RECORDS FOR THIS TASK ▸
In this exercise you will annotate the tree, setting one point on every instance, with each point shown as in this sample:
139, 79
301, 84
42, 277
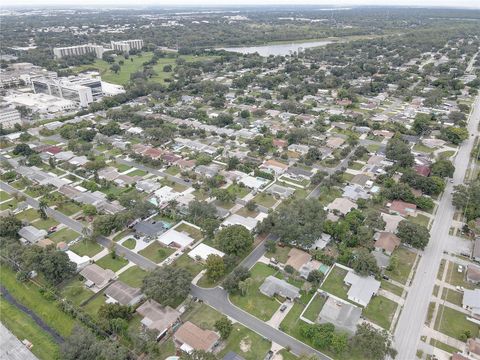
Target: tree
296, 221
224, 326
215, 267
398, 151
234, 240
167, 284
413, 234
364, 263
373, 344
442, 168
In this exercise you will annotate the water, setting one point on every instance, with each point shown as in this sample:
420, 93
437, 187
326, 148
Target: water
279, 49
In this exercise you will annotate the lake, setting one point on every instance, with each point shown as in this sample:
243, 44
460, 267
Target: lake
279, 49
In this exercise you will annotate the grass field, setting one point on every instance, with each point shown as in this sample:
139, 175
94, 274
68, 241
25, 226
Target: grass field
380, 311
28, 294
454, 323
156, 252
85, 247
114, 264
133, 276
254, 301
23, 327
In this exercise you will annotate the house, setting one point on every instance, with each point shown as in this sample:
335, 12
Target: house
30, 234
248, 222
473, 348
362, 288
343, 315
176, 239
97, 278
274, 286
274, 166
158, 318
203, 251
403, 208
121, 293
297, 258
476, 250
473, 274
341, 205
190, 337
471, 302
386, 242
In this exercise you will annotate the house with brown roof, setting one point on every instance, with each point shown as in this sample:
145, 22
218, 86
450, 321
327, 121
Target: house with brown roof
121, 293
403, 208
158, 318
386, 242
96, 278
190, 337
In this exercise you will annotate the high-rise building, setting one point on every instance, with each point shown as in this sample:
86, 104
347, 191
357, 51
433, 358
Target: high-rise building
78, 50
127, 45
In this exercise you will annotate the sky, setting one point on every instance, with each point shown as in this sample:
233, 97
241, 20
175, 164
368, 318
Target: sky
139, 3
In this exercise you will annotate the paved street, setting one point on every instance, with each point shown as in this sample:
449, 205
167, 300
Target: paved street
409, 327
218, 299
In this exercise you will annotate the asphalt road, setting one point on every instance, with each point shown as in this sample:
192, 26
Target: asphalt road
218, 299
413, 315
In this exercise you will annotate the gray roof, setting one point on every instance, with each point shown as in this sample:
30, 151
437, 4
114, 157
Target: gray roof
274, 286
343, 315
124, 294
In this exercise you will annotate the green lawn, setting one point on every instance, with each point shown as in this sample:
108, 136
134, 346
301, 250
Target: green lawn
76, 292
130, 243
156, 252
45, 224
23, 327
246, 343
334, 283
133, 276
66, 235
406, 259
452, 296
380, 311
85, 247
190, 230
255, 302
137, 172
114, 264
280, 254
69, 208
394, 289
28, 215
454, 323
28, 294
264, 199
189, 264
313, 310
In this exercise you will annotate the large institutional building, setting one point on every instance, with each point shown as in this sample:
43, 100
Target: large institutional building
78, 50
123, 45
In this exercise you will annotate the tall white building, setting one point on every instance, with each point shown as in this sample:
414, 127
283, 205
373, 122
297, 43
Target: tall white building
78, 50
9, 116
127, 45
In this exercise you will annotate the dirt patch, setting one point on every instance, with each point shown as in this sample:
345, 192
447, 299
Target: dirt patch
245, 344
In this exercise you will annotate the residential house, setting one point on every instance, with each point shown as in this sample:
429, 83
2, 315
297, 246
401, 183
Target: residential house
190, 337
274, 286
121, 293
158, 318
97, 278
386, 242
362, 288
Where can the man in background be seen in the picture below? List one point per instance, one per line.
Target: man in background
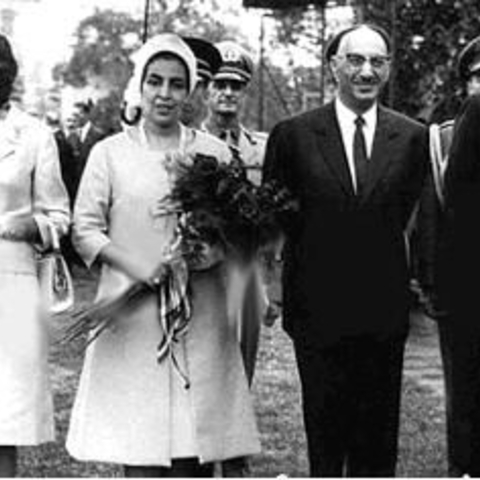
(81, 134)
(448, 251)
(195, 108)
(227, 95)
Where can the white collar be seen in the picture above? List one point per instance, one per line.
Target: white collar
(347, 116)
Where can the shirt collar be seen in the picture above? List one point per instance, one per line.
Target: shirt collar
(347, 116)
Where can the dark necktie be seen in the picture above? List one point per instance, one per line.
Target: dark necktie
(360, 154)
(74, 141)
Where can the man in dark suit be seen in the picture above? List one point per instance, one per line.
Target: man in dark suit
(81, 135)
(460, 331)
(447, 251)
(346, 274)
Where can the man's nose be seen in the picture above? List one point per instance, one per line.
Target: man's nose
(367, 69)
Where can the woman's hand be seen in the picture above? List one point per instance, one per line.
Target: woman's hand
(131, 264)
(20, 229)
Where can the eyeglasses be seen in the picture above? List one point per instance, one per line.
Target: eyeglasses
(234, 85)
(357, 61)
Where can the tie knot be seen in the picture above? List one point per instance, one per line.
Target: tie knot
(359, 121)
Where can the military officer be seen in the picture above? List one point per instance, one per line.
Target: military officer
(228, 92)
(195, 108)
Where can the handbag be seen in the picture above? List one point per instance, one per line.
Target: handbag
(56, 285)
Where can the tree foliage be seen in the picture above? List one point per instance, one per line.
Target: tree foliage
(428, 37)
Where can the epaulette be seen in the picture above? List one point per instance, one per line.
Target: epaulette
(446, 124)
(254, 136)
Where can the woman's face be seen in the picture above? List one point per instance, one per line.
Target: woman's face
(164, 89)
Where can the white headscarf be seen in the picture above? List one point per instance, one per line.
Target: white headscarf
(162, 43)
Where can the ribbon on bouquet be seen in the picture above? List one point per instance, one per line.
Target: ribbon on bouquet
(173, 295)
(174, 312)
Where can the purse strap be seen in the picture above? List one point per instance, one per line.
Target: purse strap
(55, 237)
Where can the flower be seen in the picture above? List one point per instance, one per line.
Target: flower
(220, 211)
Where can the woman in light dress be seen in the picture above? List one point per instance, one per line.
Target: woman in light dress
(33, 200)
(131, 409)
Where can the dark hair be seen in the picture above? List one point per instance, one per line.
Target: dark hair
(332, 47)
(8, 64)
(166, 56)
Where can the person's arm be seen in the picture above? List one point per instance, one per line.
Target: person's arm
(90, 233)
(50, 206)
(463, 170)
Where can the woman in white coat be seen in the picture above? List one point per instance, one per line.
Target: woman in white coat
(33, 199)
(130, 408)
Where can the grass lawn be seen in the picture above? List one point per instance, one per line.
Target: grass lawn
(278, 403)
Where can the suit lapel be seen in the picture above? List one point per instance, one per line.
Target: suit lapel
(10, 135)
(382, 150)
(329, 140)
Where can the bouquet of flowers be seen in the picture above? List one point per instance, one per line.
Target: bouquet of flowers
(217, 205)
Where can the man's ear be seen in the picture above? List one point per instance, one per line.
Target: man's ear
(333, 66)
(206, 92)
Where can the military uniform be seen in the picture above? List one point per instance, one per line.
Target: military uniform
(250, 305)
(440, 257)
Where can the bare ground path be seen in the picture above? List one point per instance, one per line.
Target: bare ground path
(278, 403)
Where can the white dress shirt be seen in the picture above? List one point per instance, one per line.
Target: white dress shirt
(346, 120)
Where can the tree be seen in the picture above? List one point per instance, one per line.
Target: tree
(428, 37)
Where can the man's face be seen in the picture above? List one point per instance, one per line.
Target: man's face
(195, 107)
(76, 116)
(227, 96)
(361, 68)
(473, 83)
(164, 90)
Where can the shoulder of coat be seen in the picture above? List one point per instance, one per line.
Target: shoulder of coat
(255, 137)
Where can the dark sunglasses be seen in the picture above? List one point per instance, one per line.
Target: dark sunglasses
(234, 85)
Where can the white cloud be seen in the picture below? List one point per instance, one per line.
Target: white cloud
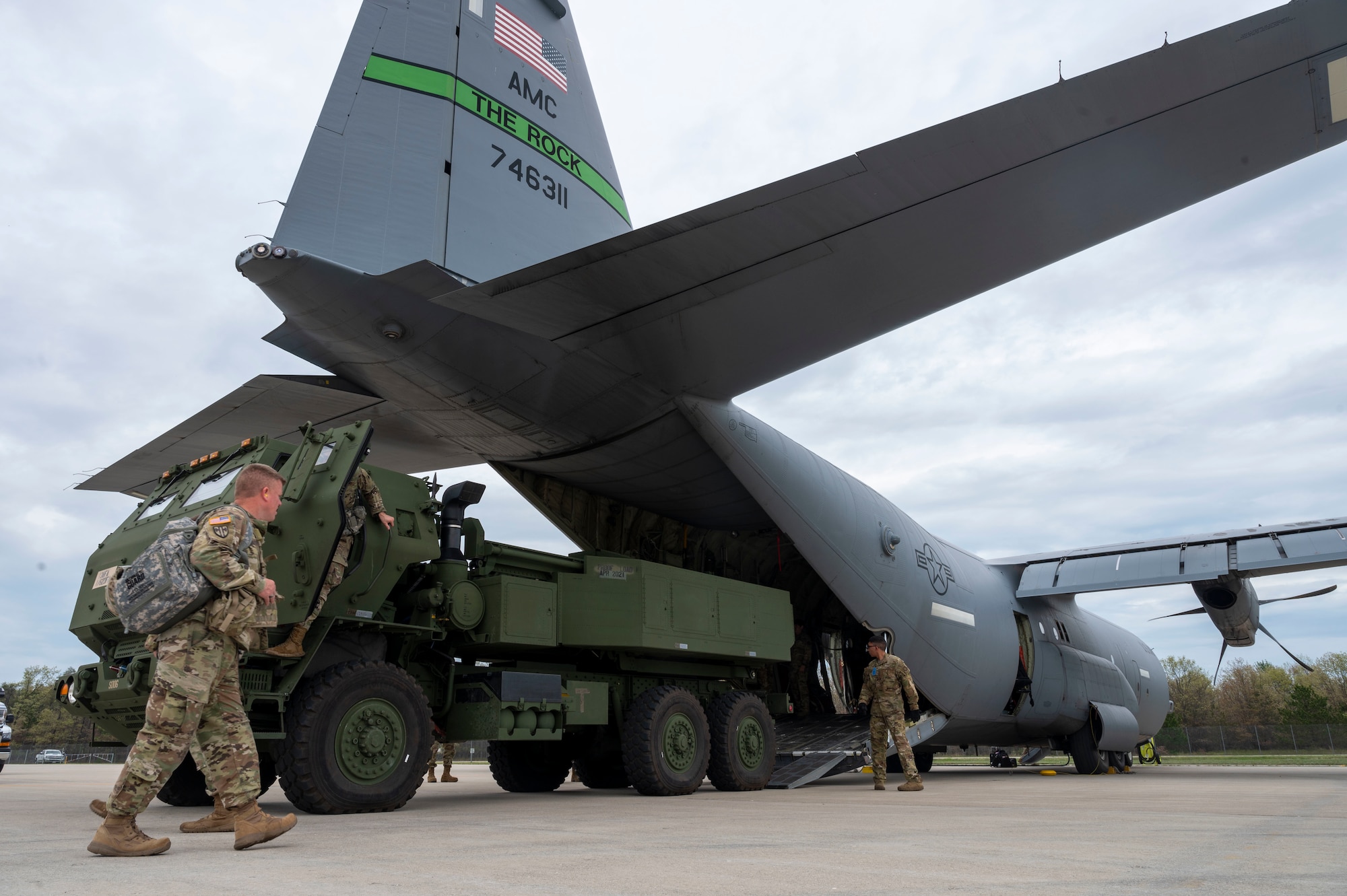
(1183, 377)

PROBLEM TO WORK ON ▸ Output the records exactly, and let none of their pictures appear in the copy.

TASK ANSWER ▸
In this exercise you will annotate the tree, setting one point on every instance, with each point shown as in this sample:
139, 79
301, 84
42, 277
Target: tree
296, 221
224, 326
215, 267
398, 151
234, 240
167, 284
413, 234
364, 263
373, 344
442, 168
In this exercise you will annotate the water, setting one point on every instance, with each point shown as in this sample:
420, 93
437, 187
326, 148
Target: water
279, 49
In this exercise you will annotate the lake, setting one point on every instance, with each point shown as in this sample:
243, 44
460, 267
Target: lake
279, 49
In this exercise you will annotate the grass field, setting one point on every instance, with each point shown as in this sample:
139, 175
94, 274
68, 241
25, 226
Target: grass field
380, 311
28, 294
454, 323
156, 252
85, 247
114, 264
133, 276
254, 301
23, 327
In this exercise you will annotate the house, setting one point on every instance, with each point shown as in this sample:
335, 12
Target: house
30, 234
248, 222
473, 348
362, 288
343, 315
176, 239
97, 278
274, 286
274, 166
158, 318
203, 251
403, 208
121, 293
297, 258
476, 250
473, 274
341, 205
190, 337
471, 302
386, 242
In this exercise you will annotate the house with brown roof, setting one point on every instance, with each point shown as in this sample:
145, 22
218, 86
450, 321
327, 121
Target: house with brown roof
121, 293
403, 208
158, 318
386, 242
96, 278
190, 337
In this exercise you will annotate the high-rise building, setting one point on every instance, with each point shown as in this sample:
86, 104
347, 191
357, 51
433, 358
Target: high-rise building
78, 50
127, 45
In this exercise you will annotate the sky, setting one point on every instance, with each point shown as in this sample:
233, 97
241, 20
175, 164
368, 318
Target: sky
139, 3
In this exercise you will annotate the paved street, setting one point on every instance, with each point shown as in this sample:
449, 205
167, 300
Target: paved street
409, 327
218, 299
In this exercise you will annotate the asphalt road, setting one point on every instance, with each point shown as in this sample:
192, 26
Target: asphalt road
218, 299
413, 315
In this exercise you will annotate the gray roof, setting one point on every instance, with each point shown as in this sample:
30, 151
437, 4
114, 157
Target: gray roof
274, 286
343, 315
124, 294
In this exercise you will annotate the green lawn, setting one point on every instance, with each point shown as in this sample:
108, 136
134, 346
301, 250
Target: green lawn
76, 292
130, 243
156, 252
45, 224
23, 327
246, 343
334, 283
133, 276
66, 235
406, 259
452, 296
380, 311
85, 247
190, 230
255, 302
137, 172
114, 264
280, 254
69, 208
394, 289
28, 215
454, 323
28, 294
264, 199
189, 264
313, 310
In this exercise you will annotate the large institutional building, setting one point on every instance, with each point shown as in this sample:
43, 100
Target: large institutional building
78, 50
123, 45
In this exercise you will annotate the tall white building, setting one point on every instance, with each point shown as in this sample:
414, 127
283, 205
373, 122
297, 43
Target: tall white building
78, 50
9, 116
127, 45
In this exercise you will annotate the dirt patch, setting one point on every instance, with each point shown as in this sample:
345, 192
447, 299
Target: dirt patch
245, 344
In this exercise you will annotate the residential house, setting one point on every instance, with each point shown as in this sample:
429, 83
2, 315
297, 246
401, 183
Target: residential house
190, 337
274, 286
121, 293
158, 318
97, 278
386, 242
362, 288
Where can the man in background be seen in the picture below? List one point per instance, one per line.
Target: man in background
(81, 134)
(448, 251)
(195, 108)
(227, 95)
Where can the white collar be seen in the picture above? List one point per instance, one per line.
Target: white collar
(347, 116)
Where can the shirt collar be seen in the picture above? List one point per instance, one per line.
Target: shirt collar
(347, 116)
Where can the dark necktie be seen in the picture above? List one point per instance, one per line.
Target: dark necktie
(360, 154)
(74, 141)
Where can the man in dark suit be seen in the picture above? List one point per instance, one per line.
Target: man in dark suit
(81, 135)
(460, 331)
(447, 251)
(346, 274)
Where can the man's nose be seen in the picture above? List one point per instance, one per line.
Target: man's nose
(367, 69)
Where can the woman's hand be seen in the picture above? List one point per instance, one per line.
Target: woman's hand
(131, 264)
(20, 229)
Where can the eyeglasses be seen in the picture above? List one point per instance, one per line.
Target: eyeglasses
(234, 85)
(357, 61)
Where can the tie knot be seen in the picture above? List one point per instance, one per line.
Target: tie knot
(359, 121)
Where can the military officer be seen in the picture above? List one point per instance, one per line.
Target: military officer
(228, 92)
(195, 108)
Where can the handbag be seen in the picture above? List one point per instance, one per line.
Target: handbag
(56, 285)
Where can the tree foliage be seen in the picture above? List one point per instance, one per line.
Target: tree foliage
(428, 37)
Where can the epaulette be seen in the picture above? List one point per instance, one per line.
Target: epaulette
(446, 124)
(254, 136)
Where can the woman's face be seen in the picture above? List one point per instance, one per line.
Target: woman's face
(164, 89)
Where can the white headscarf be seen in the picture above? List one point per instance, one per line.
Target: white headscarf
(162, 43)
Where can the ribbon on bouquet be seen in the picture above? List one point per instance, one per line.
Target: ribbon on bouquet
(173, 295)
(174, 312)
Where can the purse strap be seen in the picture above? List one point per instance, one per line.
Target: purse strap
(55, 237)
Where can the flower be seen in the picture above? List one point per instance, one per line.
Target: flower
(220, 211)
Where can the woman in light dress be seen in the picture above? List one point per instance, one per line.
Target: woman in light dress
(33, 200)
(131, 409)
Where can the dark hair be seen in the picture above? List one point per instance, one per line.
Target: dark hair
(332, 47)
(8, 64)
(166, 56)
Where can the person's arm be seen in the picture above? List one point per instance, one per line.
Target: person's arm
(90, 233)
(50, 206)
(463, 170)
Where can the woman in white coat be seen in the picture above? List one point per instance, one per line.
Target: woman in white coat
(33, 199)
(130, 408)
Where can the grass lawn be seen in the picture above? List one point per instance, one per line.
Target: grass lawn
(278, 403)
Where can the suit lapel be seen in the picture above? List one point per instance, one per line.
Target: suit lapel
(10, 135)
(382, 150)
(329, 140)
Where can the bouquet of flowers be seen in the picture above? List one point per instance, one per line.
Target: bouquet of flowers
(217, 205)
Where can the man's ear be seen in the picture above? List one point per instance, one per line.
Target: man's ear
(333, 66)
(206, 92)
Where can the military uniform be seen in the picture above? List one point per instance, one per line.
Target: military uniform
(250, 305)
(440, 257)
Where can the bare ground path be seen in the picture above? List one point per instance, one per line.
Target: bare ground path
(278, 403)
Where can the white dress shirt be seen in the picture above? List one point per instance, one per line.
Target: white dress shirt
(346, 120)
Where can the tree be seen in the picture above? List one point per instance, one per line.
Target: tree
(428, 37)
Where can the man's face be seen in the picture above? List one point per instance, one per line.
Target: man's face
(195, 107)
(76, 116)
(227, 96)
(361, 68)
(473, 83)
(164, 90)
Where can the shoulder of coat be seen in the picture above? List one point per instance, one per line.
Target: shoulder of coat
(255, 137)
Where can the dark sunglasses be seen in the picture above? List one point per instance, one per line.
Target: dark sunglasses
(234, 85)
Where can the white cloud be seen in the picture below? List one point per instance, one per line.
Target: white cloud
(1183, 377)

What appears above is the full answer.